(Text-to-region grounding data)
┏━━

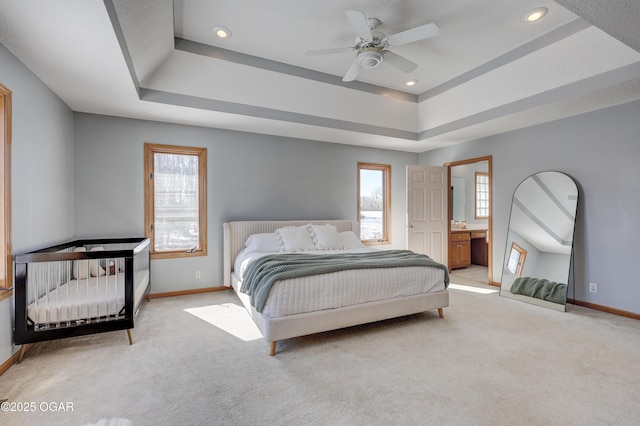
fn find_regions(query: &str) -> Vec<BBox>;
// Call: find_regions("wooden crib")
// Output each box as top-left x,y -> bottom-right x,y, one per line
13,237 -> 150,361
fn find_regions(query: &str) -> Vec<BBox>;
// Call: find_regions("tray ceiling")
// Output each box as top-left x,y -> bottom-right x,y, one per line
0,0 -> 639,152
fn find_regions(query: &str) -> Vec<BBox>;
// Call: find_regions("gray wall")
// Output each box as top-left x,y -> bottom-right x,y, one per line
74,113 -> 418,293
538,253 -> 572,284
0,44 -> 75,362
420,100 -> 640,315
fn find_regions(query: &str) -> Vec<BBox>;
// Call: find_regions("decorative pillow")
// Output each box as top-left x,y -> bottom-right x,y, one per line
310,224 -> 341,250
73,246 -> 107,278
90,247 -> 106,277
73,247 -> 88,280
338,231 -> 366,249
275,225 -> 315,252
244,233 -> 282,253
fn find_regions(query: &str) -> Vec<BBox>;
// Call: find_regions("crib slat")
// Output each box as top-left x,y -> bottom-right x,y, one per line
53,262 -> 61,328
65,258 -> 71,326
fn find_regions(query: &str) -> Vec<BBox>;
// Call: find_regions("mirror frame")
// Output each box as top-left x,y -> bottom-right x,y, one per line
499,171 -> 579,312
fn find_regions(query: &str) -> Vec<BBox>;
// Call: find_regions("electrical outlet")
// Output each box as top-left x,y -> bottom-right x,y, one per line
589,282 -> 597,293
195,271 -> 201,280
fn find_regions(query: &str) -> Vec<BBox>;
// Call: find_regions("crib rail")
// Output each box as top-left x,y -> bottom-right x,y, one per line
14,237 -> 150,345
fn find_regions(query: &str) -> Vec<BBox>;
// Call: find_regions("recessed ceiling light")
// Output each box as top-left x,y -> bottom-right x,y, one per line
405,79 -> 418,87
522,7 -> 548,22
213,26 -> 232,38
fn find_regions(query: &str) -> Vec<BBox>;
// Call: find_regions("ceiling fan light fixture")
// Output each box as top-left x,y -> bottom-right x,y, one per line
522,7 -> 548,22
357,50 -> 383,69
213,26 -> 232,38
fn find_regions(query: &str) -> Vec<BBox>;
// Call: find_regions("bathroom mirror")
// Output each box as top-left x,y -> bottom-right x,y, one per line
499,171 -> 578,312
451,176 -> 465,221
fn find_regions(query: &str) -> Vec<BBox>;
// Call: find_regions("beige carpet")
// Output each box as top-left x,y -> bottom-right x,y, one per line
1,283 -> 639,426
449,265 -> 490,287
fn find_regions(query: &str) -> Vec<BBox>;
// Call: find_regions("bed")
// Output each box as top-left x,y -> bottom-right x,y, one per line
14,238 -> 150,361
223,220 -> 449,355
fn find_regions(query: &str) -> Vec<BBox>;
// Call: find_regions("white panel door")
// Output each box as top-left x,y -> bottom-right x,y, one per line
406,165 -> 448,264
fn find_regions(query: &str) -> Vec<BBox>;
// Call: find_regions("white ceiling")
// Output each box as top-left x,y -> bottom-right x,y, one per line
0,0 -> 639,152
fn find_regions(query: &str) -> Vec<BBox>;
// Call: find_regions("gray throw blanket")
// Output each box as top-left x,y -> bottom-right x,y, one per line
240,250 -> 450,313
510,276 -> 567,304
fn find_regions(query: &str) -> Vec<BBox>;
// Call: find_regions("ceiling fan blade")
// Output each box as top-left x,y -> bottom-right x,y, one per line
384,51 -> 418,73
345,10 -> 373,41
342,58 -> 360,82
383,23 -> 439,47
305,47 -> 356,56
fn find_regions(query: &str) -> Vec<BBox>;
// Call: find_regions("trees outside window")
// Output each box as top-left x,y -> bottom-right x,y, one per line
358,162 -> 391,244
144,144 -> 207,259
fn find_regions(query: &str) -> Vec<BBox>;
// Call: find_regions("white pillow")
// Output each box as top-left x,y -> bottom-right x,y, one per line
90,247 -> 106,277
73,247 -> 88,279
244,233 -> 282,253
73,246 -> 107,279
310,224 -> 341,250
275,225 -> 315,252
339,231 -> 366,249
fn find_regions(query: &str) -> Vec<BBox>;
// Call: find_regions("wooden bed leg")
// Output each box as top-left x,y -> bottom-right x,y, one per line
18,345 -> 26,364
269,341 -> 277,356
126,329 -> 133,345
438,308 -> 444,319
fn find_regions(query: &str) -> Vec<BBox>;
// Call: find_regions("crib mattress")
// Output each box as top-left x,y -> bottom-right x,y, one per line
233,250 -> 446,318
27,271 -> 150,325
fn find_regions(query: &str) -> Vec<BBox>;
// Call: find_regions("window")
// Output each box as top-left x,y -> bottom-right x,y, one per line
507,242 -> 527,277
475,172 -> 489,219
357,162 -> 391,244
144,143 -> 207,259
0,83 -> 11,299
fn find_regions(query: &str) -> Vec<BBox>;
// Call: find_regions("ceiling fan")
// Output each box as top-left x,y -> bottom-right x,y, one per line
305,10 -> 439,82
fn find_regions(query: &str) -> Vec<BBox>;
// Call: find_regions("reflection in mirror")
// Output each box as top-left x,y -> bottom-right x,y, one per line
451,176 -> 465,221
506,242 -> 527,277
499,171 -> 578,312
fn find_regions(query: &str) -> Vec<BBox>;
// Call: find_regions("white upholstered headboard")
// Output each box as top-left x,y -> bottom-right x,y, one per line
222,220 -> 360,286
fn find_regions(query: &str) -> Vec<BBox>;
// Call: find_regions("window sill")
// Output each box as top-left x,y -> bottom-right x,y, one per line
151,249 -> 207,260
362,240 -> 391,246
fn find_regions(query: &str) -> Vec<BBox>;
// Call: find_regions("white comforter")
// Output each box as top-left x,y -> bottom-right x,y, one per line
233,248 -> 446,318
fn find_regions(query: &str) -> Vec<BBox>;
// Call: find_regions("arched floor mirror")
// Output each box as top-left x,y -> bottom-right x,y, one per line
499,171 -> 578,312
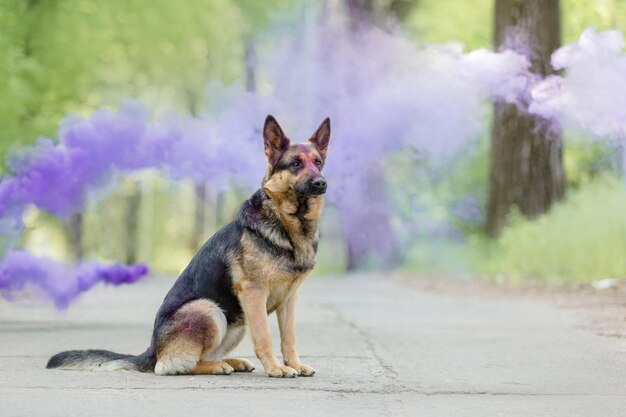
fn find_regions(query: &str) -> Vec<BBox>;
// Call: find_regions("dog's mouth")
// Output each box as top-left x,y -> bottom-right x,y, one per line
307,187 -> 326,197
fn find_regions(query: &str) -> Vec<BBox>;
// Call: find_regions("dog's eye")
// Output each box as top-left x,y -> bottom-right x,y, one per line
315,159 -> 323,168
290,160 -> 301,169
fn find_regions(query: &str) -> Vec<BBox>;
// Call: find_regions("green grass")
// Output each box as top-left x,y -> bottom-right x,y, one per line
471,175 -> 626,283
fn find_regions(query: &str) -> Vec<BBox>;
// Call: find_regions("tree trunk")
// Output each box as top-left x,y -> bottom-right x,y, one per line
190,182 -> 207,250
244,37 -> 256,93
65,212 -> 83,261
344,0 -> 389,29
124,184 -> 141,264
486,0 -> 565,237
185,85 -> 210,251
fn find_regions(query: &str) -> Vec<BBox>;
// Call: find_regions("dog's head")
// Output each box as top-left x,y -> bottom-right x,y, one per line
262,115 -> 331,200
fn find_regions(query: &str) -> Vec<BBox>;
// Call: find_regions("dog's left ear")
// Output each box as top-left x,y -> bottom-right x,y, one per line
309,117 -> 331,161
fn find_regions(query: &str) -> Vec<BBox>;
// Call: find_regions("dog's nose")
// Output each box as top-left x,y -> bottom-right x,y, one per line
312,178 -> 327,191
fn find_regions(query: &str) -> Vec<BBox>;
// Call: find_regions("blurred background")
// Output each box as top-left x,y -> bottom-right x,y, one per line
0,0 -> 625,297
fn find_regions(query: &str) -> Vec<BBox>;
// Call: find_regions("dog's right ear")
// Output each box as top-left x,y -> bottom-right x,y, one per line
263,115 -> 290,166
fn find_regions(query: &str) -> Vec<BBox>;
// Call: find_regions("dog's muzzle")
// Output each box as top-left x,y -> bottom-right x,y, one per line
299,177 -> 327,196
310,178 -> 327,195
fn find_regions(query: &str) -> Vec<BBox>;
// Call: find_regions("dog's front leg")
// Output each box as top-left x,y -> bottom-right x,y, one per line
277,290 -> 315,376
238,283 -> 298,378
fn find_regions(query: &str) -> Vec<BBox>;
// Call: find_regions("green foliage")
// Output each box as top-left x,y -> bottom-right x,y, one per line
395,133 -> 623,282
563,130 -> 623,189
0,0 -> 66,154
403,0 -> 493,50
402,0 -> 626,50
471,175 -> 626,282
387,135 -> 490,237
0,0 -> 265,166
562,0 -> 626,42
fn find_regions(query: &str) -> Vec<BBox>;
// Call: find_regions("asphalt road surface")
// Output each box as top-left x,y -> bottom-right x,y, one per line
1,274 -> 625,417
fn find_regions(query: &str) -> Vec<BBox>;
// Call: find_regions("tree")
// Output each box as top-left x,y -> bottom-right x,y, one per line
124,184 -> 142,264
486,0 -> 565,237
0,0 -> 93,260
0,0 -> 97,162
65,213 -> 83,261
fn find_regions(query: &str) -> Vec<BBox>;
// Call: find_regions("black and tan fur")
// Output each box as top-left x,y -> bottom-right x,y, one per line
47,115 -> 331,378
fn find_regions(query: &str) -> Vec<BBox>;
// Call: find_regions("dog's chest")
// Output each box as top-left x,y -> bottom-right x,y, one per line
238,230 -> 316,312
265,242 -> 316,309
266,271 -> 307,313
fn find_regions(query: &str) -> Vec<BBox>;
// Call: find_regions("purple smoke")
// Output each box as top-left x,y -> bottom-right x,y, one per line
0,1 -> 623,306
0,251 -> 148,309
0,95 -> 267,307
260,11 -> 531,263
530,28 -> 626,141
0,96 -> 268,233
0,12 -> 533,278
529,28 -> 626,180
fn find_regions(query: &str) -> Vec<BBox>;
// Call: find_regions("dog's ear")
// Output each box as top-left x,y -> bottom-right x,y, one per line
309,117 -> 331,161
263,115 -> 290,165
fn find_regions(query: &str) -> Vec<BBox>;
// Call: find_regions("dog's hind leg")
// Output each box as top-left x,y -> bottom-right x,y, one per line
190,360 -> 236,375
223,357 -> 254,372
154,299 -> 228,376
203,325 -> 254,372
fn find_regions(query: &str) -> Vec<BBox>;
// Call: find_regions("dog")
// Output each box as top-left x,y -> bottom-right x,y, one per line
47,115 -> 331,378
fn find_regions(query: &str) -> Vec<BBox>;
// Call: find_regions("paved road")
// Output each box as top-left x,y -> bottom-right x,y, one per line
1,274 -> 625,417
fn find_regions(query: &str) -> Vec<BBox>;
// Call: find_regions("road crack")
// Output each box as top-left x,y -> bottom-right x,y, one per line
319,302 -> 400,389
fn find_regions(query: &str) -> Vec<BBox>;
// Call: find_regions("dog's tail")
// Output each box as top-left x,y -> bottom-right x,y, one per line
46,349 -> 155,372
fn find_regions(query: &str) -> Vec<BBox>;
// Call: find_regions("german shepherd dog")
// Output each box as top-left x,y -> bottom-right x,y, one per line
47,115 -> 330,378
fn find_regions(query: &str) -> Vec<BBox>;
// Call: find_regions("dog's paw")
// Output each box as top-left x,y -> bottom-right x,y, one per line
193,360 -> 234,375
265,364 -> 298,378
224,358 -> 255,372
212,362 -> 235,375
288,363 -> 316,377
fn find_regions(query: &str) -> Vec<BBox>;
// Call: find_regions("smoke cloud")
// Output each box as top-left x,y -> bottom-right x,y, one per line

┗━━

§ **Assigned task**: From the data above, count the lines that contain "gray" and write only that count.

§ **Written response**: 2